**Action item**: All records are to be restated exactly, each line as it reads.

**Available data**:
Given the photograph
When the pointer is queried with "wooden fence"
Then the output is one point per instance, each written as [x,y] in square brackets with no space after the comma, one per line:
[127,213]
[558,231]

**The completed task**:
Given the photograph
When the pointer is queried with "wooden fence"
Then the output is one point per instance, each written as [x,y] in square brackets with no space after the comma, one per line:
[127,213]
[558,231]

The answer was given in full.